• [Exercise objective] Needed from the data below: all lines that contain the word "appear".

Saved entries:
☆ ☆ ☆
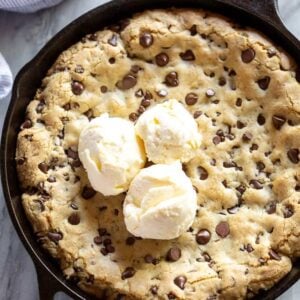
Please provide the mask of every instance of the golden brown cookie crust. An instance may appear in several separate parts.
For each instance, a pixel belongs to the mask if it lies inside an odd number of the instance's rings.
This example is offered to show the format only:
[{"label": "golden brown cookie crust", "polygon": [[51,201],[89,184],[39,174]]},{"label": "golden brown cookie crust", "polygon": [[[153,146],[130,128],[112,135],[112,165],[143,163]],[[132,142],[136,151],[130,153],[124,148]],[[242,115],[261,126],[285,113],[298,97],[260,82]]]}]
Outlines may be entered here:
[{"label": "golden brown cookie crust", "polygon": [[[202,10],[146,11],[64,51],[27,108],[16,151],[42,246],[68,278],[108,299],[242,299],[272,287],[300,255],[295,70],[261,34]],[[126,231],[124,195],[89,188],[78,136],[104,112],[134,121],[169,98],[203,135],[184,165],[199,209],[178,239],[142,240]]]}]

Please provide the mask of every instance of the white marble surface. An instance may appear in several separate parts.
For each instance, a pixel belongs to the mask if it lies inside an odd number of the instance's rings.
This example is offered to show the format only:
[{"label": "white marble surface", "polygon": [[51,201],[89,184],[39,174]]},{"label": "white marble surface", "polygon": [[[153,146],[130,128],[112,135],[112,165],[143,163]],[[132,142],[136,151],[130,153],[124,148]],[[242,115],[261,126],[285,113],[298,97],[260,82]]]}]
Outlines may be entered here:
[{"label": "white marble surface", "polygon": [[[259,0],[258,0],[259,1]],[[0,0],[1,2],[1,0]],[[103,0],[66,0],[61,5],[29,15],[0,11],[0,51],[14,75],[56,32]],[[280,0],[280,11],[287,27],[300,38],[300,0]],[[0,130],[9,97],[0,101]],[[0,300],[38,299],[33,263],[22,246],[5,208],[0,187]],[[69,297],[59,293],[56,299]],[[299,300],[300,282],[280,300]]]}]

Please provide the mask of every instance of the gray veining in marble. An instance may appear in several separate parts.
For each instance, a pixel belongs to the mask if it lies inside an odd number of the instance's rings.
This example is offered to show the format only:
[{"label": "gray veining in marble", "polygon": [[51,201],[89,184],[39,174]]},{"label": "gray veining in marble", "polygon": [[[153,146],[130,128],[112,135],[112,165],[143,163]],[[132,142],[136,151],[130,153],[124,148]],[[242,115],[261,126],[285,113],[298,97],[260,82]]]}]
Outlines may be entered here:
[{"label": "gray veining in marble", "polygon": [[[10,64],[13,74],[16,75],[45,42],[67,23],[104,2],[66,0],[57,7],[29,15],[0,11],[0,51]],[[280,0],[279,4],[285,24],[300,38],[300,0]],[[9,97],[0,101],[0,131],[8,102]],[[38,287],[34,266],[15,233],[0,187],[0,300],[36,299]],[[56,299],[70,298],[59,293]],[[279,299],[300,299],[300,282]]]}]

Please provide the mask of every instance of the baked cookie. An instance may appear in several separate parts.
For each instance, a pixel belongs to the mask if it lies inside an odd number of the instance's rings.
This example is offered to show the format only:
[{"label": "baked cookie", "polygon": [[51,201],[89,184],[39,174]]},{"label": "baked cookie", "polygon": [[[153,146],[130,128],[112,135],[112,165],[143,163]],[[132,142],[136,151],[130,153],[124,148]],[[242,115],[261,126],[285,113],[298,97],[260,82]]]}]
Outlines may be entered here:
☆ ☆ ☆
• [Solution for this task]
Please provide the mask of every instance of the golden brown cookie crust. An instance may appear in several separate parts.
Please provide the mask of every instance of the white marble surface. An instance may appear in several separate parts.
Please provide the mask of every instance of the gray veining in marble. An instance may appear in several separate parts.
Please provide the mask of every instance of the baked cookie. An instance may appear in several separate parts.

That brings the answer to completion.